» Exercise directions: From the entries below, extract every line that contains the string "lower". The match is case-sensitive.

» Dataset:
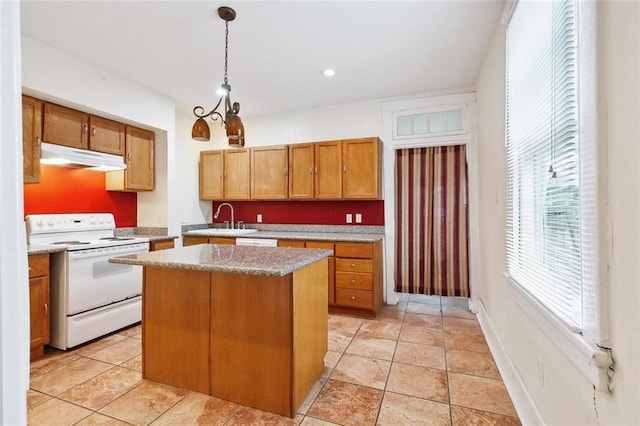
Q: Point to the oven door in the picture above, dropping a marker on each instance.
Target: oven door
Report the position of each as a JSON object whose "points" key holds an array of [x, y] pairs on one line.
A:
{"points": [[93, 282]]}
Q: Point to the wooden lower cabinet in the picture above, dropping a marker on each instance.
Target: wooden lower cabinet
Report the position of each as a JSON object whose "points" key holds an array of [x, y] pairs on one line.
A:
{"points": [[255, 340], [358, 278], [38, 303]]}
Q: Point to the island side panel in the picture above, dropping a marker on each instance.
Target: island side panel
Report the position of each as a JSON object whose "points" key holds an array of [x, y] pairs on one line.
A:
{"points": [[310, 327], [251, 340], [175, 327]]}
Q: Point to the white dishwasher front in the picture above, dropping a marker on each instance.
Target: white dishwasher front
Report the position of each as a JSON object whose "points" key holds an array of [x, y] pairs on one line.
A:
{"points": [[262, 242]]}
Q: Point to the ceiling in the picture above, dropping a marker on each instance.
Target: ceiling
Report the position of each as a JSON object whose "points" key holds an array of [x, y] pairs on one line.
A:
{"points": [[277, 48]]}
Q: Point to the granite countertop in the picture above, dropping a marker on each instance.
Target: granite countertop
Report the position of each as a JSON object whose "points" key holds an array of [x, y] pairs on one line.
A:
{"points": [[44, 249], [298, 235], [252, 260]]}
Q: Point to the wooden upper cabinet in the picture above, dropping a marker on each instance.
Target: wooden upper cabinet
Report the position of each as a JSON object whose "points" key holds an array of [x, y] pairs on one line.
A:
{"points": [[362, 168], [139, 158], [301, 166], [211, 174], [31, 137], [327, 169], [269, 173], [65, 126], [237, 174], [106, 135]]}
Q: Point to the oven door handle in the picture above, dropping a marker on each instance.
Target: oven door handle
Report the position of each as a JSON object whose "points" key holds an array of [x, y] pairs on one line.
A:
{"points": [[92, 253]]}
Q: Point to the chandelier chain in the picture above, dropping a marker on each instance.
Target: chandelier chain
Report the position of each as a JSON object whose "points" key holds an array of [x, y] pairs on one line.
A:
{"points": [[226, 49]]}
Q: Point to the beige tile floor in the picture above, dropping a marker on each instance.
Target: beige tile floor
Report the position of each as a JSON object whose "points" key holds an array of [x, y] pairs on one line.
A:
{"points": [[424, 361]]}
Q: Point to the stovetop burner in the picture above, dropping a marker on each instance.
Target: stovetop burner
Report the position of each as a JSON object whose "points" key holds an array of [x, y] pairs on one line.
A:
{"points": [[74, 243], [117, 238]]}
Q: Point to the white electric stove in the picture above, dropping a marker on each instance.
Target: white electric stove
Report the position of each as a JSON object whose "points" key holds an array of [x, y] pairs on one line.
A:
{"points": [[90, 297]]}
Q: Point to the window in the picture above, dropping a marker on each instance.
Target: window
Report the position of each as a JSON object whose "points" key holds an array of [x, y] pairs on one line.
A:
{"points": [[553, 226], [544, 253]]}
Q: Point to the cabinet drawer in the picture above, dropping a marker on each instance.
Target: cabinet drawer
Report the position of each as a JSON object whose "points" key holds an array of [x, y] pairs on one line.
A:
{"points": [[354, 265], [354, 298], [354, 281], [38, 265], [359, 250]]}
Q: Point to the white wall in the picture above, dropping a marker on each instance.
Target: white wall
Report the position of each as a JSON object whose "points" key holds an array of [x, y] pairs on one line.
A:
{"points": [[53, 75], [14, 283], [565, 396], [360, 119]]}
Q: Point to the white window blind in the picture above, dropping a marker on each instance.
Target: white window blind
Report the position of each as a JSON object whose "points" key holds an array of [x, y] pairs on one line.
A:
{"points": [[545, 198]]}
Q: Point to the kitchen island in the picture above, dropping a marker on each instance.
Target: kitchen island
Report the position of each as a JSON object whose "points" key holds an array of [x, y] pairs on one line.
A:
{"points": [[245, 324]]}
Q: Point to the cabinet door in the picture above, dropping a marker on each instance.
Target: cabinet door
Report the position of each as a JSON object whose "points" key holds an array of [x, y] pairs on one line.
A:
{"points": [[236, 174], [211, 175], [106, 135], [31, 136], [138, 175], [269, 171], [39, 311], [301, 171], [328, 174], [65, 126], [361, 166]]}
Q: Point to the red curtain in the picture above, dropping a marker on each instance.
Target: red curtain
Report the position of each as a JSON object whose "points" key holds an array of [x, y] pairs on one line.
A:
{"points": [[431, 221]]}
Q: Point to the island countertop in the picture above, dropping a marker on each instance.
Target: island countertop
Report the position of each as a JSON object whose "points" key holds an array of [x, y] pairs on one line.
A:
{"points": [[252, 260]]}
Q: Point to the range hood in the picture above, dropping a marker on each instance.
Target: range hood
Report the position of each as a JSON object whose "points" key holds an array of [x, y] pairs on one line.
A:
{"points": [[73, 157]]}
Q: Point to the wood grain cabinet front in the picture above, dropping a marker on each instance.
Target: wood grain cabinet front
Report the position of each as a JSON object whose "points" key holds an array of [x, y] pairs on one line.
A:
{"points": [[65, 126], [358, 278], [31, 138], [38, 303]]}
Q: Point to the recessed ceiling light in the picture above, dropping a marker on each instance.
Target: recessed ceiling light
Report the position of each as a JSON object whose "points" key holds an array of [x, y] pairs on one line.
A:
{"points": [[329, 72]]}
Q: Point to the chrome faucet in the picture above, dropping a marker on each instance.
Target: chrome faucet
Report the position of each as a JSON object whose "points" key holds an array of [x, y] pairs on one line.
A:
{"points": [[215, 216]]}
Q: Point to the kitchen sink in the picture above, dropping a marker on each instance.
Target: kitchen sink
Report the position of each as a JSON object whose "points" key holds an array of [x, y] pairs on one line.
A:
{"points": [[221, 231]]}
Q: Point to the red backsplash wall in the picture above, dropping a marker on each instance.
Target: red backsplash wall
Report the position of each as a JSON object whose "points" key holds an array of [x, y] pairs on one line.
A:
{"points": [[305, 212], [70, 190]]}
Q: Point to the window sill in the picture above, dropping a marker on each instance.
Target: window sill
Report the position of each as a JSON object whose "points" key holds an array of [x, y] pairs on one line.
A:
{"points": [[593, 361]]}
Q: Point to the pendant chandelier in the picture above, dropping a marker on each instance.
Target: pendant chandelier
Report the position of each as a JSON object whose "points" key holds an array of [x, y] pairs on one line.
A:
{"points": [[231, 120]]}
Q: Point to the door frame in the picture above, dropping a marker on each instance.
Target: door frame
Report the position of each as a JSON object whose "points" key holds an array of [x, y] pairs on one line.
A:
{"points": [[467, 102]]}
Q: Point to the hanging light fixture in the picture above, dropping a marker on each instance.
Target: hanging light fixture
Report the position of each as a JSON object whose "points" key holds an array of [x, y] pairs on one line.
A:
{"points": [[231, 119]]}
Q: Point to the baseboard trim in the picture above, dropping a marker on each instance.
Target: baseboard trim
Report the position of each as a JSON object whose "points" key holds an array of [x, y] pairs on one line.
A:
{"points": [[522, 402]]}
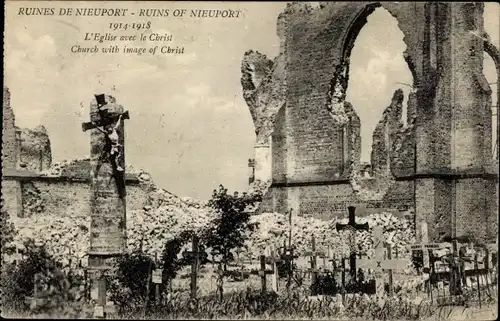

» Answer to this task:
Q: Point to the wooden lower cabinet in the picture above, dropping a marker on each instance.
Target: wooden lower cabinet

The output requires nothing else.